WHAT IS NEEDED: Please transcribe the lines below exactly, and leave every image behind.
Start of RECORDS SHOWN
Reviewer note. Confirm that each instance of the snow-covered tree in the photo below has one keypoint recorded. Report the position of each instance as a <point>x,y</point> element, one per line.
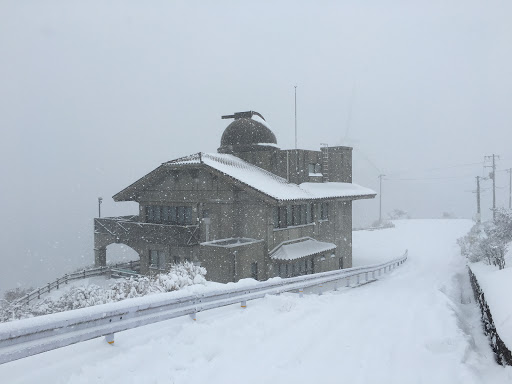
<point>489,241</point>
<point>398,214</point>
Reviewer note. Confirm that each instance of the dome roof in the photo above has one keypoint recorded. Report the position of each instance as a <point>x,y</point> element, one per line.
<point>246,134</point>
End of RECORDS SHOWN
TASK SOLUTION:
Reviewer note. Confirm that each instance of the snow-covered tree in the photo below has one keypoint recorded. Report the position of each instance as a <point>x,y</point> element, one per line.
<point>489,241</point>
<point>398,214</point>
Reviewer note. Confirm that each instance of the dome roof in the photo above has one keypoint recorded. Report the position of each instance as a <point>x,y</point> element, one per line.
<point>246,134</point>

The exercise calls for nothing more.